Record del dataset di annotazione a punti:
------------------------------------------------------------
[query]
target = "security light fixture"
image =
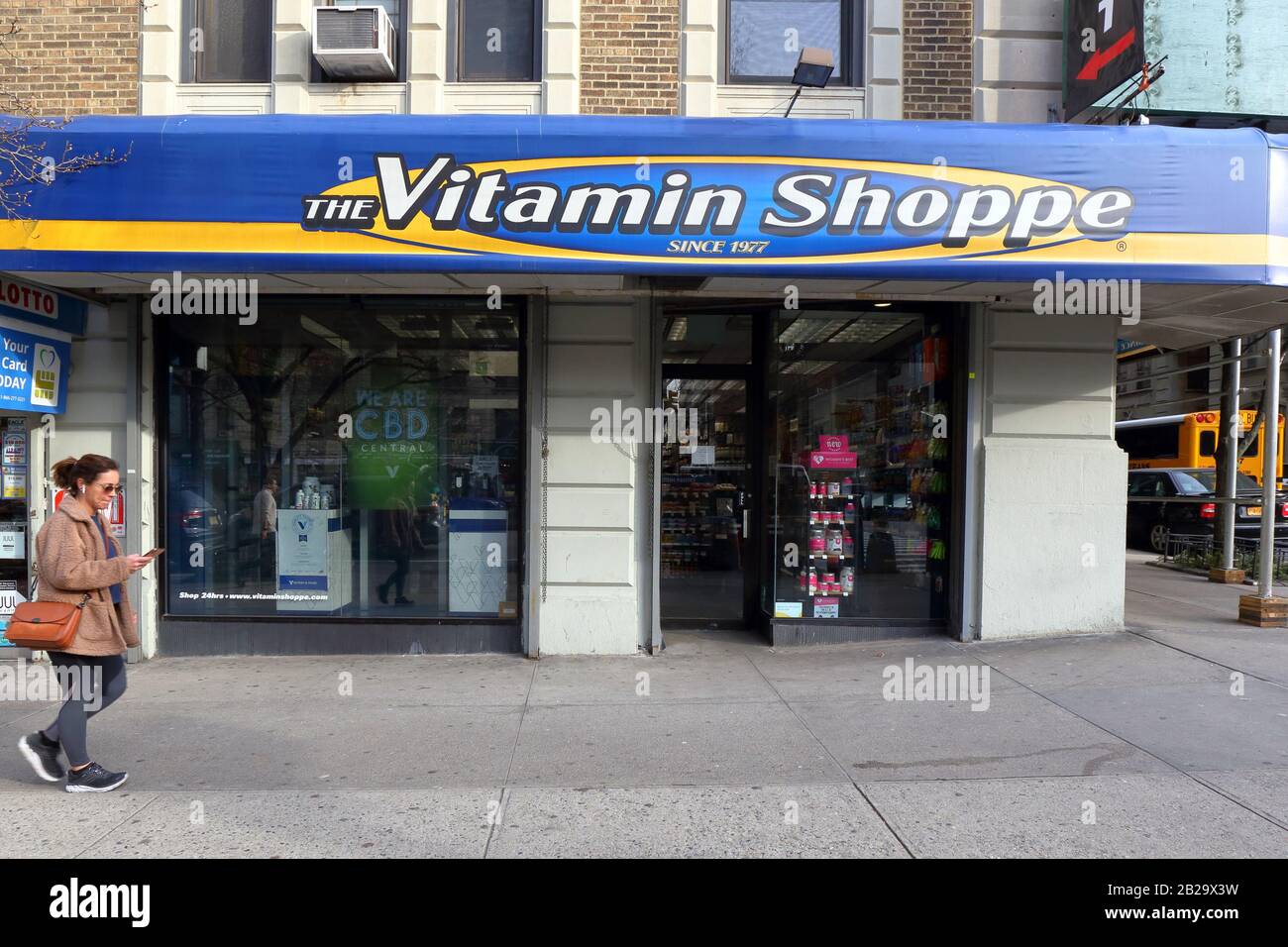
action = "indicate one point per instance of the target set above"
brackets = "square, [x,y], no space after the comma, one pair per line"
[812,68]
------------------------------------------------------------
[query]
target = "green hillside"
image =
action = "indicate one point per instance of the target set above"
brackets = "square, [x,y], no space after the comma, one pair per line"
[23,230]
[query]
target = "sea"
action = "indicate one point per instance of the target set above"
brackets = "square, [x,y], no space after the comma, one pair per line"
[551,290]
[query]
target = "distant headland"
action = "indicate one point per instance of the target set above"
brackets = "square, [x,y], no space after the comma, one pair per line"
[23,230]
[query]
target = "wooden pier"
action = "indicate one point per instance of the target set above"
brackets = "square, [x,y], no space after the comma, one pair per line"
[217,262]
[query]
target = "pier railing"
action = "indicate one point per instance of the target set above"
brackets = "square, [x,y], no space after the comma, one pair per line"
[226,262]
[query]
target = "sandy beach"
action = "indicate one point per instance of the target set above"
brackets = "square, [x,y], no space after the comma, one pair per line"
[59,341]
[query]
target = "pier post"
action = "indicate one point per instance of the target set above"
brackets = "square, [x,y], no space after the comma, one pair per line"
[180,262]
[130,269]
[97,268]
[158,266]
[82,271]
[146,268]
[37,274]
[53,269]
------------------------------------------------------------
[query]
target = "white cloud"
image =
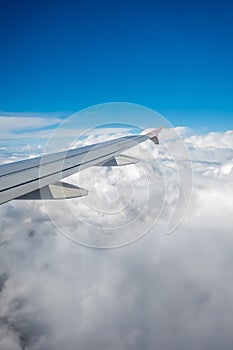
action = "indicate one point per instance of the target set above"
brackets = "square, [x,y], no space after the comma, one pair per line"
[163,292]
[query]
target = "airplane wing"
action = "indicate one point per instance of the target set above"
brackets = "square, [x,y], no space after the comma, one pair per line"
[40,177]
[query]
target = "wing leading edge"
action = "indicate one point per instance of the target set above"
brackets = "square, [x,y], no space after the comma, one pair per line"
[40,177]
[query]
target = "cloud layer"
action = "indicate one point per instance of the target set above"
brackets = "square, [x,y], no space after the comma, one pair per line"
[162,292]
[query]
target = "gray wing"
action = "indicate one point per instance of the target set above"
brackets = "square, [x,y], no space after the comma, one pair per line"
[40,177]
------------------------------------------------------------
**Da fare:**
Mostra tutte le righe dei dati che contengono la parola "pier". Tieni conto di maiuscole e minuscole.

**Soluzione svolta:**
target = "wooden pier"
target = "pier railing"
target = "pier post"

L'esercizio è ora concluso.